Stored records
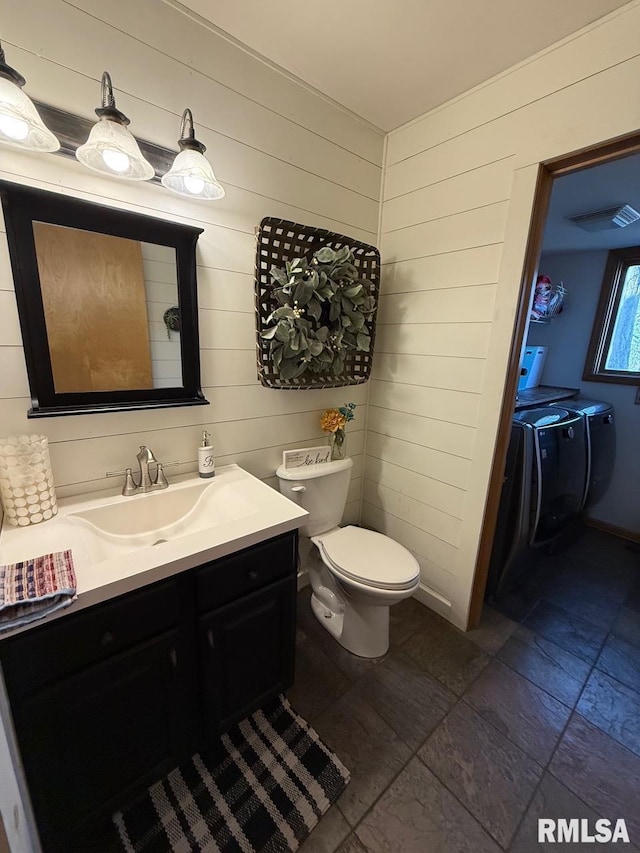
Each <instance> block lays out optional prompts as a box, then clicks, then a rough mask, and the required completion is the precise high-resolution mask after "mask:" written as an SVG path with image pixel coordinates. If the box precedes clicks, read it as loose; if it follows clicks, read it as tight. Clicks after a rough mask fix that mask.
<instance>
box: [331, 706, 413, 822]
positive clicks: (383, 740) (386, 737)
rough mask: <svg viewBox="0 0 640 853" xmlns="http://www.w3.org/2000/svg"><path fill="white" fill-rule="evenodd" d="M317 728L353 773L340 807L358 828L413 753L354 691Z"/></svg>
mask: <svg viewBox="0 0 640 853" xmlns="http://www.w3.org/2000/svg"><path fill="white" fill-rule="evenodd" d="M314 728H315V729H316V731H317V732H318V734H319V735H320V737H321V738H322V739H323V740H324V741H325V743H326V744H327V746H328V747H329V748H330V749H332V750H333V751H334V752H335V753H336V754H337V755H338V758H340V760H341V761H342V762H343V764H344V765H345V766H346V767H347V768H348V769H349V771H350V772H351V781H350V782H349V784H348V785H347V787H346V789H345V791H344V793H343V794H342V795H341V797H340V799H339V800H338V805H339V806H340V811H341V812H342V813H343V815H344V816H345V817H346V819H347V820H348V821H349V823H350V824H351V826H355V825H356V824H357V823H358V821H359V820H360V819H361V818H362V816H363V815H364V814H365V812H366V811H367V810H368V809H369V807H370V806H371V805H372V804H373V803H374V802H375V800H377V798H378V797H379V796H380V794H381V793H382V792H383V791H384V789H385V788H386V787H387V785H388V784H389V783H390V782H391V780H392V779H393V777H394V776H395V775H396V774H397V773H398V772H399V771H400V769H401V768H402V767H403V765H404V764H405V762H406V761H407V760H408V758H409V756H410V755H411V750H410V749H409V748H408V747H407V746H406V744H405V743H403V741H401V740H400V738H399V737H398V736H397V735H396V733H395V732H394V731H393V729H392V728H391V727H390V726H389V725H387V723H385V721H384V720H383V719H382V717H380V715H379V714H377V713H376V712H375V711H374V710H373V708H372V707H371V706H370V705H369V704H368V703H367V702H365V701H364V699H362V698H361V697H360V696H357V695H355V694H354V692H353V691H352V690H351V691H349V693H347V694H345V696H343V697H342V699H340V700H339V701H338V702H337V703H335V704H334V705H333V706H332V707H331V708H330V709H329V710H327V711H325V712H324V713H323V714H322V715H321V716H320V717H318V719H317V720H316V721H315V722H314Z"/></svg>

==

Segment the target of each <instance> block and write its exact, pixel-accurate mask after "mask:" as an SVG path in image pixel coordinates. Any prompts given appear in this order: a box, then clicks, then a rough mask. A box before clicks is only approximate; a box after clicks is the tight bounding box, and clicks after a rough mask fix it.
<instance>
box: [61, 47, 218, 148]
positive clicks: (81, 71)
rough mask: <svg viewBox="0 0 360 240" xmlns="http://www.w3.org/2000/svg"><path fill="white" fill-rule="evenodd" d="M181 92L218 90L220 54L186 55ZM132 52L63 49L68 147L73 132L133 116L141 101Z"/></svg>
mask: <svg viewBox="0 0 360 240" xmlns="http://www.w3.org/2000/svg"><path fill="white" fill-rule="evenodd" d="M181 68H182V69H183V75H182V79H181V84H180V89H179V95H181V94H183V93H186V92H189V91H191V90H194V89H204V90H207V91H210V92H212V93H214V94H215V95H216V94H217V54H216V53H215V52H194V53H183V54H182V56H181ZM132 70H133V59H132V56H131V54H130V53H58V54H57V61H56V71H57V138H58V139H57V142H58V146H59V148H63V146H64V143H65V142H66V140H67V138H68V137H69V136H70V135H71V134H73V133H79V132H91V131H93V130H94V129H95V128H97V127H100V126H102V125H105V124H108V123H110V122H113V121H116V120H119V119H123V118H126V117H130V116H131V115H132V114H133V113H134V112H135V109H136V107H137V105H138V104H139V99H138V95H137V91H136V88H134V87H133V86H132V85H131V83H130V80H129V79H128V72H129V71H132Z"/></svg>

[TASK OBJECTIVE]: Output as a Markdown table with the columns Row and Line each line, starting at the one that contains "Segment the target" and stopping after the one that contains "92L218 90L220 54L186". Number the rows and skip any blank lines.

[RESPONSE TO THE TASK]:
| Row | Line |
|---|---|
| 1 | Segment the target of each <instance> block and write its exact, pixel-accurate mask after "mask:" as an SVG path in image pixel coordinates. Any prompts given appear in this order: a box, then clicks, then a rough mask. A box before clicks is only approximate; a box after clicks is the tight bounding box, and clicks after a rough mask fix it. |
| 2 | <instance> |
| 3 | box: [61, 47, 218, 148] |
| 4 | positive clicks: (81, 71) |
| 5 | rough mask: <svg viewBox="0 0 360 240" xmlns="http://www.w3.org/2000/svg"><path fill="white" fill-rule="evenodd" d="M181 92L218 90L220 54L186 55ZM132 52L63 49L68 147L73 132L133 116L141 101Z"/></svg> |